Collect every line in the rows below that contains the string "grass", and copy each such line in full. Case counts.

--- BEGIN ---

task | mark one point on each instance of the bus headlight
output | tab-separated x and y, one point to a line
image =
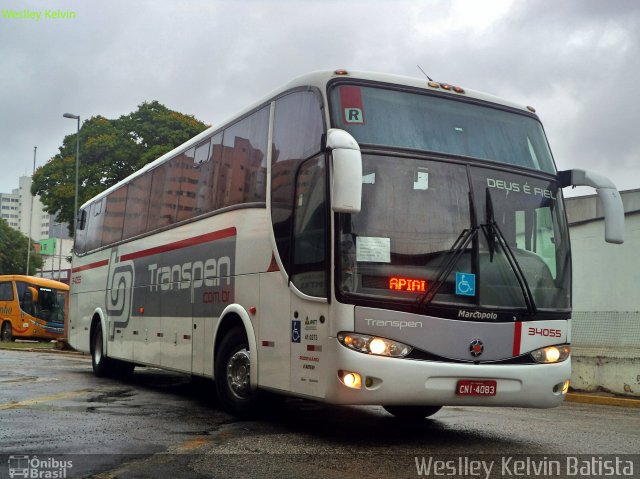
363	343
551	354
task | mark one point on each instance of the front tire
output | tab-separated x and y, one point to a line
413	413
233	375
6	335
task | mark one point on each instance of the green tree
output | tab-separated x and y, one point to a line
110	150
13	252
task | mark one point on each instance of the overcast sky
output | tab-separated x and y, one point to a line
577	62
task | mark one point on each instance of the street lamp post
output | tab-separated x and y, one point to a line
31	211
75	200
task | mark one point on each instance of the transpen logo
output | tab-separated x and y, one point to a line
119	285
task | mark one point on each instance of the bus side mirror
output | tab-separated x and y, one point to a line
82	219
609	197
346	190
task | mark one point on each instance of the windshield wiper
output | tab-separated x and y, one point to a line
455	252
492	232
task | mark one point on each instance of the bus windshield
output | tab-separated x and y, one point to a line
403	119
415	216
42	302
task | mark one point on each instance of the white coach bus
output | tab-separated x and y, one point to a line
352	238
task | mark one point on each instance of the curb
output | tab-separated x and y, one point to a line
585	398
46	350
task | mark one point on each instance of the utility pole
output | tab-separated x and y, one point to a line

--- END ---
--- BEGIN ---

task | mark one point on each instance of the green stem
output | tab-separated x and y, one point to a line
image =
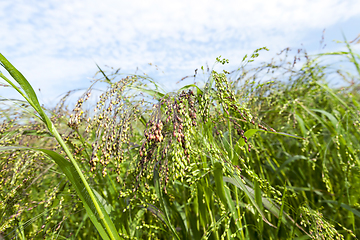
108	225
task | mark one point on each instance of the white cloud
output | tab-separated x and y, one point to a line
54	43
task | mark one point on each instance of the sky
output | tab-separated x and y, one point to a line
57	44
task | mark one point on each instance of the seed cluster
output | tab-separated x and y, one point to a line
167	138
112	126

--- END ---
--- BEGIN ---

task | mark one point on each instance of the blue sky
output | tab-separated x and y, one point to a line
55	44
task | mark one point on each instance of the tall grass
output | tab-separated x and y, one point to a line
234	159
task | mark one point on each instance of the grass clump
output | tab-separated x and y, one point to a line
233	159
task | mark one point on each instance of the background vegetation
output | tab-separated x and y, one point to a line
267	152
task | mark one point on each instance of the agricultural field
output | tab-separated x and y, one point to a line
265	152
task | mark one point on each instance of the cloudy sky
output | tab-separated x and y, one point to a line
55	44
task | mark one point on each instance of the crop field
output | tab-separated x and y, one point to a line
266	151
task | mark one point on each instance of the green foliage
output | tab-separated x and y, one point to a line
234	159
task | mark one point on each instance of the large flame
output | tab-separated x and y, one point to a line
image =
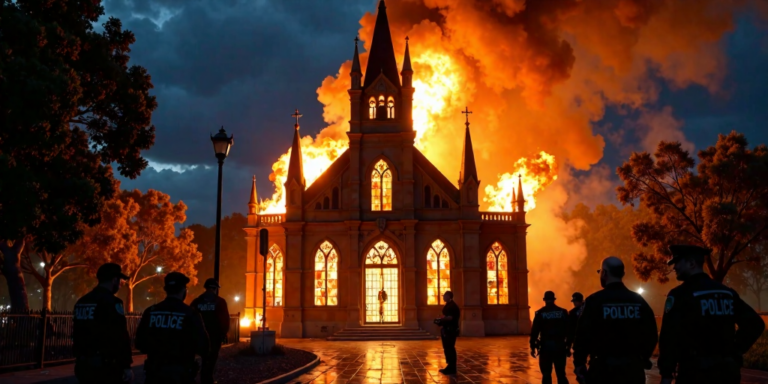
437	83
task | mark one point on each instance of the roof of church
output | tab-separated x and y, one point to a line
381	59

--- END ---

**Output of the task**:
task | mark one point on each instance of the tall grass
task | mark one point on each instance of the grass clump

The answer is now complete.